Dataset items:
-- START --

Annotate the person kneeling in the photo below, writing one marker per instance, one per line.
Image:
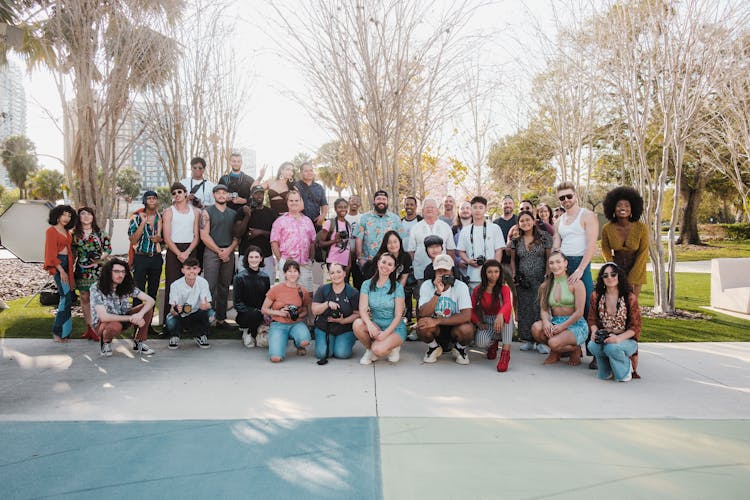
(336, 307)
(615, 322)
(562, 326)
(286, 304)
(110, 307)
(190, 303)
(380, 327)
(445, 308)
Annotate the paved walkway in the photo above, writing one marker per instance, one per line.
(225, 423)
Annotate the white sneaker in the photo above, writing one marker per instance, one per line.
(528, 346)
(144, 349)
(367, 358)
(395, 355)
(247, 339)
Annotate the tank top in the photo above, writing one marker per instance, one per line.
(182, 226)
(572, 236)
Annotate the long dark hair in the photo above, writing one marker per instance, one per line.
(534, 229)
(546, 285)
(623, 285)
(497, 297)
(391, 277)
(78, 231)
(105, 279)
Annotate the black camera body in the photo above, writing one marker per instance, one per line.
(293, 312)
(601, 336)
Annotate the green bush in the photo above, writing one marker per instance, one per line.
(739, 231)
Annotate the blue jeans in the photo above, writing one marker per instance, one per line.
(613, 358)
(63, 324)
(280, 333)
(339, 346)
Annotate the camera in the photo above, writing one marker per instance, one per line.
(601, 336)
(293, 312)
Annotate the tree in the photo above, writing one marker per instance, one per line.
(371, 67)
(46, 185)
(19, 159)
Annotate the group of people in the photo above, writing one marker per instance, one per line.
(471, 279)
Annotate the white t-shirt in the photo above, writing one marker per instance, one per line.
(180, 293)
(487, 246)
(415, 244)
(451, 302)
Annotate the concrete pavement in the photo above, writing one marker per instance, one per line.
(226, 423)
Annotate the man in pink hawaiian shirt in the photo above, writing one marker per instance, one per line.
(293, 237)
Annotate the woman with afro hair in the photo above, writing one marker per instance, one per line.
(625, 237)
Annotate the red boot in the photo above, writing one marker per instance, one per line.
(492, 350)
(502, 365)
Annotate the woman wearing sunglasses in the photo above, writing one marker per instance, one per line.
(615, 322)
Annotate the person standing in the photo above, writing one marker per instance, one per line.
(576, 232)
(181, 235)
(58, 261)
(145, 233)
(216, 229)
(370, 230)
(255, 228)
(91, 247)
(479, 242)
(111, 311)
(449, 211)
(293, 238)
(238, 183)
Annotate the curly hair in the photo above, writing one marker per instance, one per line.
(623, 286)
(105, 279)
(56, 212)
(627, 194)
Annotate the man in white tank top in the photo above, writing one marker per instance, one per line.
(576, 232)
(181, 236)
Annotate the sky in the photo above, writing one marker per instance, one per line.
(276, 126)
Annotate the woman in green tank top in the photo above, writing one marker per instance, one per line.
(562, 326)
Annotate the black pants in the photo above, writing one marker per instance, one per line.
(147, 274)
(251, 319)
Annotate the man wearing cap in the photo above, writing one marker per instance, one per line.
(255, 228)
(216, 227)
(144, 232)
(445, 310)
(372, 227)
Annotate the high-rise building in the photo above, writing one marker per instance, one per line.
(12, 108)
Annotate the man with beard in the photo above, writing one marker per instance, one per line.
(370, 230)
(216, 227)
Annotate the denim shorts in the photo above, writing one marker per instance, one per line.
(580, 328)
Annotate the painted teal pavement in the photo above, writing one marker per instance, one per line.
(315, 458)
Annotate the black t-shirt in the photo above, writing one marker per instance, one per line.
(240, 185)
(505, 226)
(348, 301)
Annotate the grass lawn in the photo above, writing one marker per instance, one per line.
(35, 321)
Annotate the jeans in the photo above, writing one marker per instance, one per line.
(63, 324)
(280, 333)
(613, 358)
(339, 346)
(197, 322)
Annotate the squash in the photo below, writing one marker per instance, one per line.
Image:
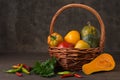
(103, 62)
(91, 35)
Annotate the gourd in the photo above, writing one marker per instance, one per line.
(104, 62)
(91, 35)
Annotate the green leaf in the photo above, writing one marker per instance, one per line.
(45, 69)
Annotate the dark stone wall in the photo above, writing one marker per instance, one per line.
(24, 24)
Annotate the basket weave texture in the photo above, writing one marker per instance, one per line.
(71, 58)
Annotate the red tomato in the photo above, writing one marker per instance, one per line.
(65, 44)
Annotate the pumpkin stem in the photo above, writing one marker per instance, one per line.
(89, 24)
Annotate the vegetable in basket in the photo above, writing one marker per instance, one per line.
(54, 39)
(91, 35)
(72, 37)
(65, 44)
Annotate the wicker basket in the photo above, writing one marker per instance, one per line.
(71, 58)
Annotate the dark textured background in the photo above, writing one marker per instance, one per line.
(24, 24)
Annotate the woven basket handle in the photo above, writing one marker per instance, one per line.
(102, 37)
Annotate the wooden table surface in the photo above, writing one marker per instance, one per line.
(8, 59)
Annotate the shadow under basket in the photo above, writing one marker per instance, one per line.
(72, 58)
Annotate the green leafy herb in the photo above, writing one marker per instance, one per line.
(45, 69)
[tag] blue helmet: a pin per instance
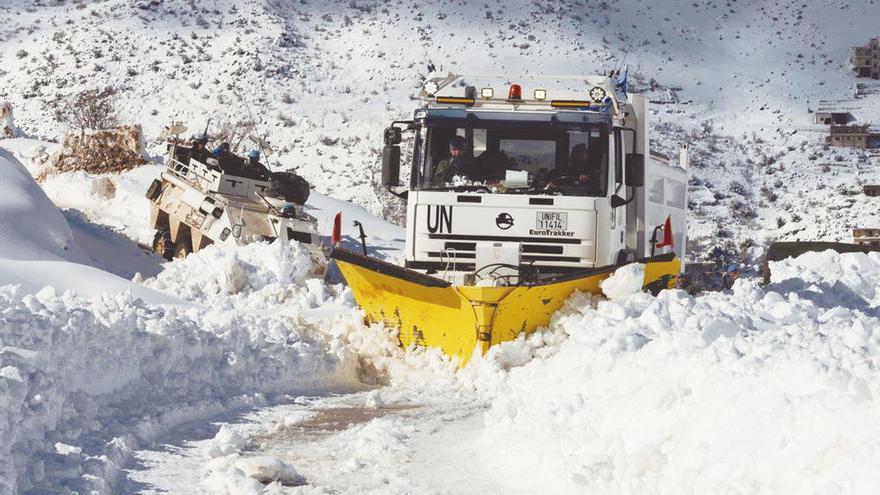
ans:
(288, 210)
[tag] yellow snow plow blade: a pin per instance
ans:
(428, 311)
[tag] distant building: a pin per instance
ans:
(833, 117)
(865, 60)
(851, 136)
(867, 237)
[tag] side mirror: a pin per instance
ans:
(393, 136)
(635, 169)
(391, 166)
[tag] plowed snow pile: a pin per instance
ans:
(99, 366)
(762, 390)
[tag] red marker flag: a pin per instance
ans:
(337, 229)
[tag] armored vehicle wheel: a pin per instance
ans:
(163, 245)
(183, 247)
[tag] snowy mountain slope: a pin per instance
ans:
(322, 79)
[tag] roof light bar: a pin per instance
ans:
(455, 100)
(570, 104)
(515, 93)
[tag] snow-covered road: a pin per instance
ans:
(236, 371)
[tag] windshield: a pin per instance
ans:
(505, 156)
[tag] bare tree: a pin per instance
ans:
(93, 109)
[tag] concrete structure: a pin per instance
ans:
(833, 117)
(867, 237)
(865, 60)
(851, 136)
(871, 190)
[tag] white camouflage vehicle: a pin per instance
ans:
(194, 204)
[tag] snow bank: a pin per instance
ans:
(32, 226)
(770, 390)
(38, 247)
(84, 382)
(108, 375)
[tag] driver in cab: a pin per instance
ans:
(460, 162)
(576, 173)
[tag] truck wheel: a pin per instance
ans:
(163, 245)
(183, 247)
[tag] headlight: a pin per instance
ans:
(431, 88)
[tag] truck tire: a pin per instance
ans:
(155, 190)
(183, 247)
(163, 245)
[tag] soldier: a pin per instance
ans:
(198, 150)
(460, 162)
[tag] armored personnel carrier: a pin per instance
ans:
(201, 199)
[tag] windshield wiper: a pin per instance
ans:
(463, 188)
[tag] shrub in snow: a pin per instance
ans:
(104, 151)
(7, 124)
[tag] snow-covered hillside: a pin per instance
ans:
(322, 79)
(236, 371)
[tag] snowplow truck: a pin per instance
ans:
(194, 204)
(519, 194)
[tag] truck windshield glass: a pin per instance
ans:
(513, 157)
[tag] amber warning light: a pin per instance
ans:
(515, 92)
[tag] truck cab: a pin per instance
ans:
(511, 183)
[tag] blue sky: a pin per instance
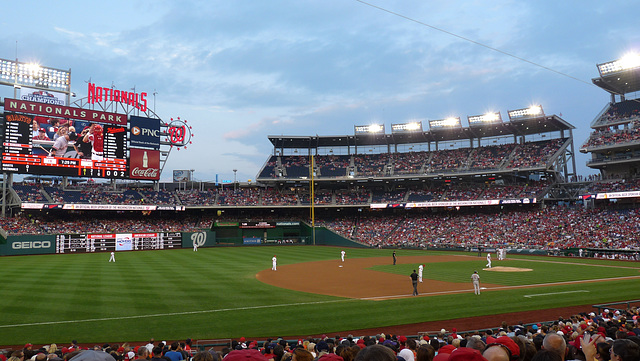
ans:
(239, 71)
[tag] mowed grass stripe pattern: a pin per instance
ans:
(79, 287)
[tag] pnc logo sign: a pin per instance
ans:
(31, 244)
(137, 131)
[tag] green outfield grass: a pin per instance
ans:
(175, 294)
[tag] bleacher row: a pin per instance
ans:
(261, 196)
(557, 227)
(618, 125)
(586, 336)
(529, 155)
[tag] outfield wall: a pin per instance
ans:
(89, 243)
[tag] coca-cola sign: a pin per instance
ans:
(144, 164)
(149, 173)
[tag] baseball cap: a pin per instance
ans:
(510, 345)
(466, 354)
(244, 355)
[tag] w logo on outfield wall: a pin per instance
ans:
(199, 239)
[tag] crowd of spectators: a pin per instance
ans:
(624, 111)
(534, 154)
(490, 157)
(604, 137)
(484, 158)
(557, 227)
(274, 197)
(259, 196)
(371, 165)
(448, 160)
(609, 336)
(409, 163)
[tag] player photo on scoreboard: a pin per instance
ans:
(47, 145)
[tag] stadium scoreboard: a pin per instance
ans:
(24, 154)
(111, 242)
(108, 145)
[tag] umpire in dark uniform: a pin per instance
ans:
(414, 280)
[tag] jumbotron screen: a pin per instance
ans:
(75, 148)
(56, 140)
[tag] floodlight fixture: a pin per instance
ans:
(372, 128)
(13, 72)
(412, 127)
(487, 118)
(629, 61)
(533, 111)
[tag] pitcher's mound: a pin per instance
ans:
(507, 269)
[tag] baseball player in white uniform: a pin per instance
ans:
(475, 279)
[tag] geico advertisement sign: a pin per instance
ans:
(31, 244)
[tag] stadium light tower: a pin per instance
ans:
(370, 129)
(18, 74)
(235, 180)
(627, 62)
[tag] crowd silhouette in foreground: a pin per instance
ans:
(612, 335)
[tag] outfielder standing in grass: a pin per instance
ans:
(414, 281)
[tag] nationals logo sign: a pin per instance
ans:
(144, 164)
(179, 133)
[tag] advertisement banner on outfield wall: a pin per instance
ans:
(24, 245)
(198, 239)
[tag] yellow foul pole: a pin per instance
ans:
(313, 198)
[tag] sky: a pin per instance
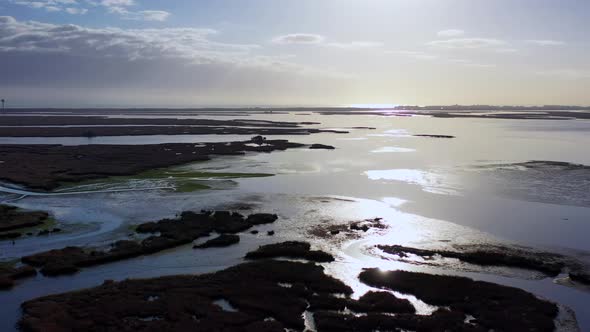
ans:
(199, 53)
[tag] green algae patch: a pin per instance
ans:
(179, 180)
(189, 187)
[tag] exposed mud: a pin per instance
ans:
(290, 249)
(48, 166)
(188, 227)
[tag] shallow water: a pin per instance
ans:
(428, 190)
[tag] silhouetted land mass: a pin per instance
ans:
(163, 234)
(290, 249)
(12, 218)
(271, 295)
(46, 120)
(545, 262)
(94, 131)
(48, 166)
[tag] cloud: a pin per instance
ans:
(546, 42)
(48, 5)
(450, 33)
(356, 45)
(418, 55)
(299, 38)
(319, 40)
(566, 73)
(186, 43)
(146, 15)
(76, 11)
(506, 50)
(187, 61)
(75, 7)
(467, 43)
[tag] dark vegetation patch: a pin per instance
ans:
(549, 263)
(494, 307)
(272, 295)
(9, 273)
(440, 320)
(290, 249)
(188, 227)
(495, 256)
(12, 218)
(186, 303)
(223, 240)
(370, 302)
(46, 167)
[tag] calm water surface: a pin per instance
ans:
(429, 191)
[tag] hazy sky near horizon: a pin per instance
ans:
(182, 53)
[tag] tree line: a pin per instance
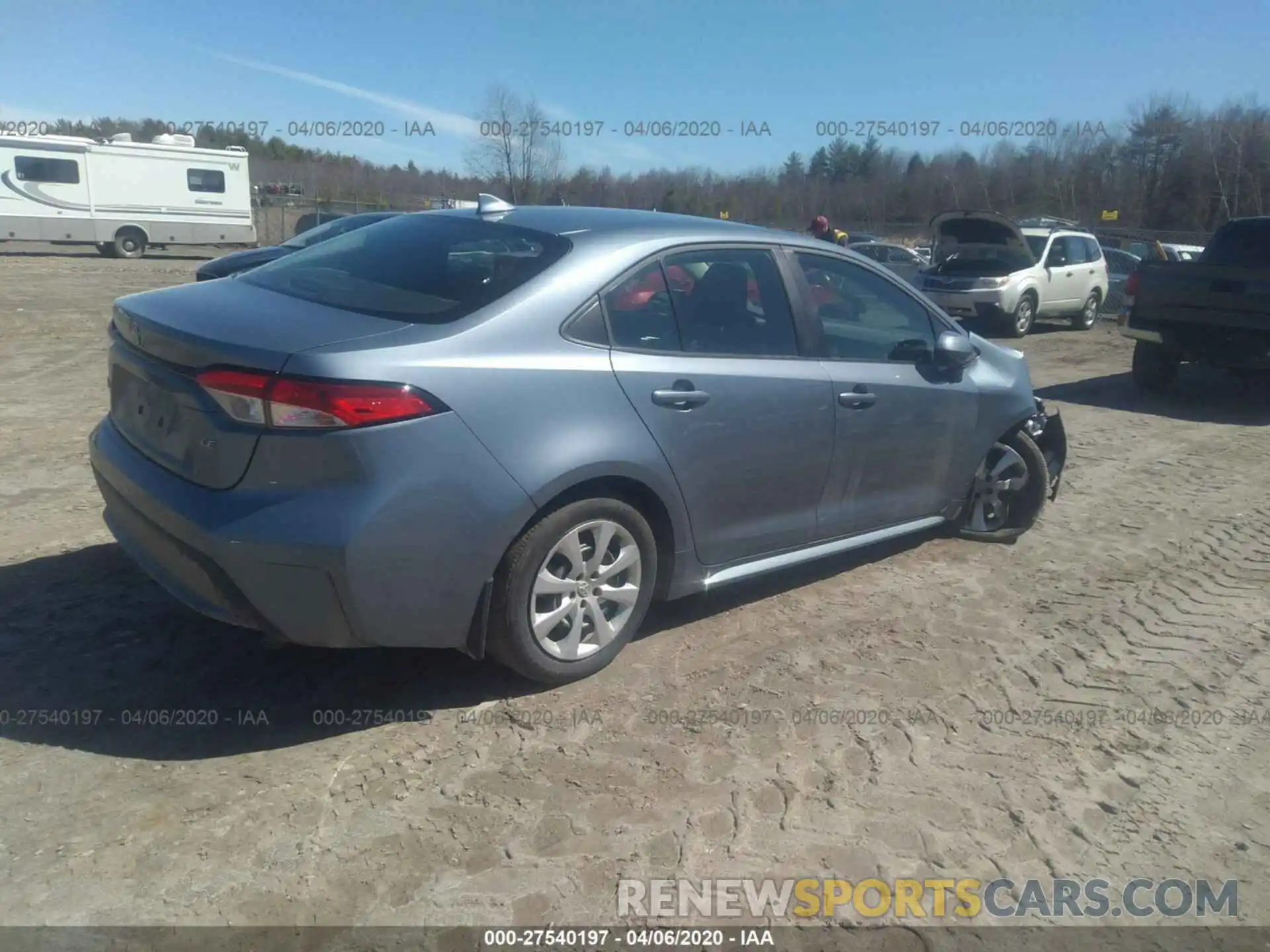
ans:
(1169, 165)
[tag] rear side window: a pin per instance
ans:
(63, 172)
(1075, 249)
(423, 268)
(205, 180)
(733, 302)
(640, 314)
(1240, 244)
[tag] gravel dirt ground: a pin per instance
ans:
(941, 677)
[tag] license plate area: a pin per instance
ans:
(150, 416)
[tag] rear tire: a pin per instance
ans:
(1000, 513)
(554, 567)
(1089, 314)
(130, 243)
(1024, 317)
(1155, 367)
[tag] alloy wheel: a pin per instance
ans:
(585, 590)
(1090, 313)
(1001, 475)
(1024, 317)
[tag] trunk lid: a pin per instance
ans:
(974, 231)
(164, 338)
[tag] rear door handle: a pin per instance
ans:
(859, 399)
(680, 399)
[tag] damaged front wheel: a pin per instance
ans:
(1009, 492)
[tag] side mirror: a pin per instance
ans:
(954, 350)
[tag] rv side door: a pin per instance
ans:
(56, 183)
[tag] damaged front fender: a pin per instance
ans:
(1049, 433)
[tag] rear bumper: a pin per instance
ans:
(347, 567)
(1232, 347)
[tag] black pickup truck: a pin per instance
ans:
(1214, 310)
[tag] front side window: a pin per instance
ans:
(63, 172)
(414, 268)
(737, 303)
(864, 317)
(205, 180)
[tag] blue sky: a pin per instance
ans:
(789, 63)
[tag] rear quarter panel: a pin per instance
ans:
(549, 411)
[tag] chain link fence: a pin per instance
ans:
(280, 218)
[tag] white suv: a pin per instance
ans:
(984, 266)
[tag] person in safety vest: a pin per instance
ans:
(821, 229)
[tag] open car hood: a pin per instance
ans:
(969, 229)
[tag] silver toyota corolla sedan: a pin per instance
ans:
(506, 430)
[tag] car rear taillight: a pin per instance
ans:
(291, 403)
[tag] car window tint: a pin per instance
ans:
(640, 314)
(1075, 248)
(737, 303)
(1244, 243)
(411, 268)
(864, 317)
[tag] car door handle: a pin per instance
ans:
(680, 399)
(859, 399)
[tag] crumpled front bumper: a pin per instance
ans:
(1047, 429)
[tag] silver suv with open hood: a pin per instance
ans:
(986, 266)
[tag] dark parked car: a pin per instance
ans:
(229, 264)
(1121, 266)
(1214, 310)
(507, 430)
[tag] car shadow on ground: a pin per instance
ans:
(95, 656)
(1199, 395)
(92, 253)
(996, 333)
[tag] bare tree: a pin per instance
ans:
(516, 149)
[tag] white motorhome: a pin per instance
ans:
(124, 196)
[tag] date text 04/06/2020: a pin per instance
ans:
(966, 128)
(642, 128)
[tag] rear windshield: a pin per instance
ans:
(328, 230)
(423, 268)
(1241, 244)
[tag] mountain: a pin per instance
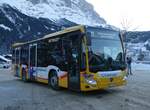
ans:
(16, 26)
(22, 20)
(78, 11)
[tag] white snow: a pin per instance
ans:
(5, 27)
(54, 9)
(140, 66)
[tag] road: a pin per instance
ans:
(18, 95)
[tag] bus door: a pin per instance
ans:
(32, 61)
(17, 61)
(71, 54)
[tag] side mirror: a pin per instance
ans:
(88, 36)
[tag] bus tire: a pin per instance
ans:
(24, 75)
(53, 80)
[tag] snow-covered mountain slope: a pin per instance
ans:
(78, 11)
(16, 27)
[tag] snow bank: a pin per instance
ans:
(5, 27)
(140, 66)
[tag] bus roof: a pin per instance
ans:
(66, 30)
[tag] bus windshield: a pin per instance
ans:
(105, 52)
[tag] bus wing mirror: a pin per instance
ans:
(88, 36)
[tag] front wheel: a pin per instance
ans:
(53, 80)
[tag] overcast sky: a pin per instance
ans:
(136, 13)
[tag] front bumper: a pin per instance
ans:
(103, 83)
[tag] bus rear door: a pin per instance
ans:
(72, 64)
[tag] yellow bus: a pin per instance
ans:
(79, 58)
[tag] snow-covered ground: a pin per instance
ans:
(140, 66)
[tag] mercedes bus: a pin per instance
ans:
(79, 58)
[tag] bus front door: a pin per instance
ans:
(72, 57)
(32, 61)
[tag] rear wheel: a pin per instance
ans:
(53, 80)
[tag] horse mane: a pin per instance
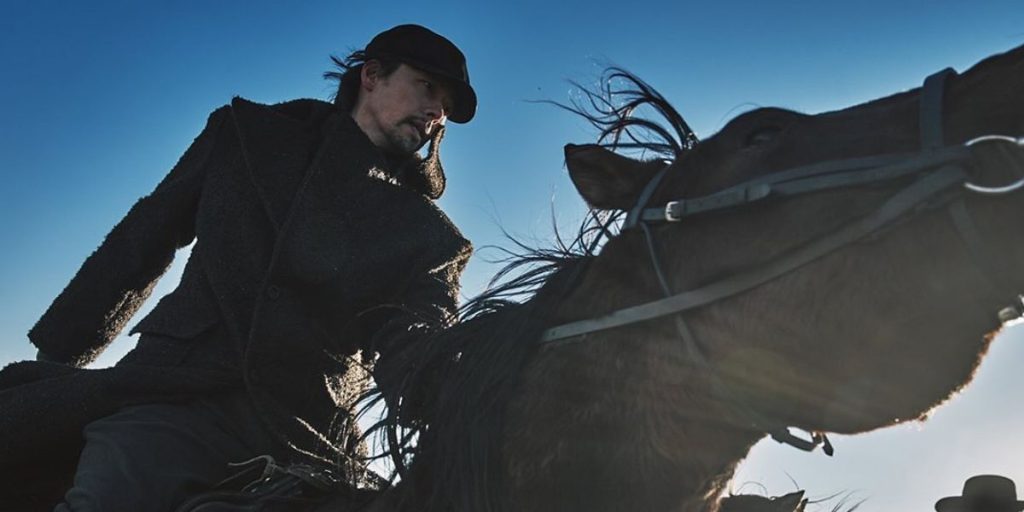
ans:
(474, 365)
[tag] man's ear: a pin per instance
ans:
(605, 179)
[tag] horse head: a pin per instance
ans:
(828, 333)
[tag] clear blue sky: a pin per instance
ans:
(99, 98)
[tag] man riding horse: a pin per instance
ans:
(316, 244)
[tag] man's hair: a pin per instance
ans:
(346, 73)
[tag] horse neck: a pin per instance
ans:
(624, 410)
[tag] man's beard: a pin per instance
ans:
(400, 141)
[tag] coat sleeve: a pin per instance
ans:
(117, 279)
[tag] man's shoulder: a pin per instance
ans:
(303, 110)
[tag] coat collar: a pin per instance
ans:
(286, 135)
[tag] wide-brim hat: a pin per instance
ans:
(429, 51)
(983, 493)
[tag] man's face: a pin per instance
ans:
(400, 111)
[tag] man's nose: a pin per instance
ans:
(435, 111)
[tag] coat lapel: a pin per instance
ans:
(276, 145)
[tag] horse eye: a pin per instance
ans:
(762, 136)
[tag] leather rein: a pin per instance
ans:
(938, 169)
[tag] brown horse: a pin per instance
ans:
(828, 335)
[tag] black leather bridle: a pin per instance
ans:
(937, 172)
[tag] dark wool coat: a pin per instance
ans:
(309, 247)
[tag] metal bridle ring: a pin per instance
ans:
(995, 189)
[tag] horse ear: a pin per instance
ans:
(793, 501)
(607, 180)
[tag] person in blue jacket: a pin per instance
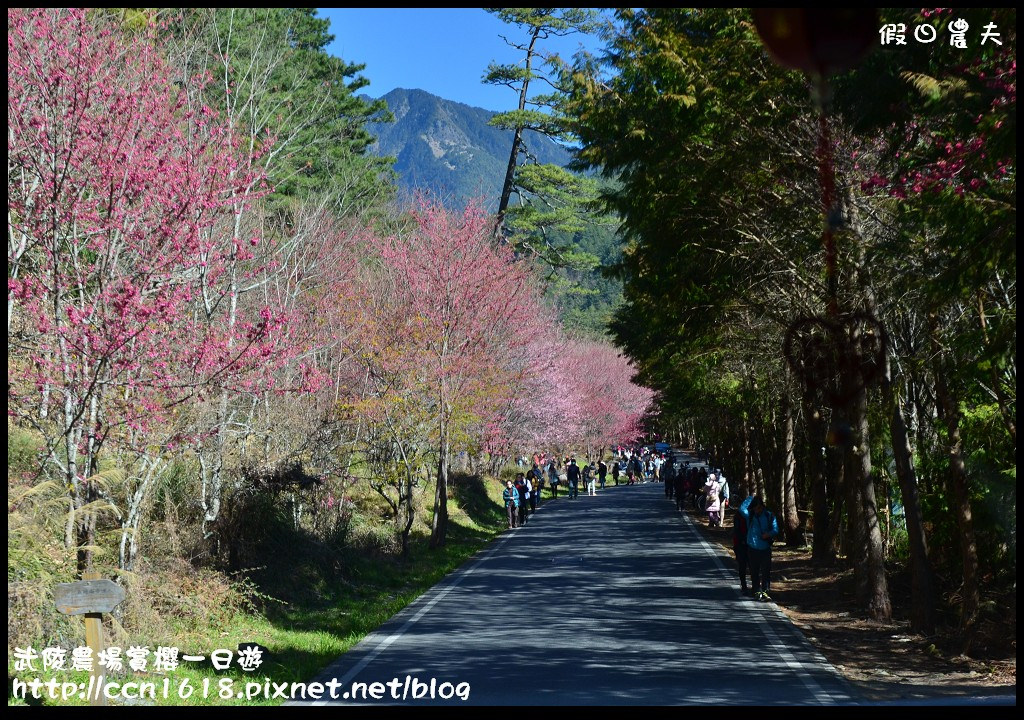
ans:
(762, 527)
(511, 497)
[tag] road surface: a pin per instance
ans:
(613, 599)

-- END --

→ **Exercise**
Copy the listing lines from the line containing "[tag] open car hood: a pin per instance" through the line containing "(1047, 429)", switching "door handle" to "door latch" and leaving everything else unchanged.

→ **Response below**
[tag] open car hood: a pin per instance
ans:
(969, 229)
[tag] silver toyota corolla sedan: a pin per instance
ans:
(506, 430)
[tag] car rear taillight: a pin per instance
ans:
(291, 403)
[tag] car window tint: a pin per instance
ans:
(640, 314)
(1075, 248)
(737, 303)
(1244, 243)
(411, 268)
(864, 317)
[tag] car door latch: a pin per instance
ans:
(680, 399)
(859, 399)
[tag] crumpled front bumper: a pin per instance
ans:
(1047, 429)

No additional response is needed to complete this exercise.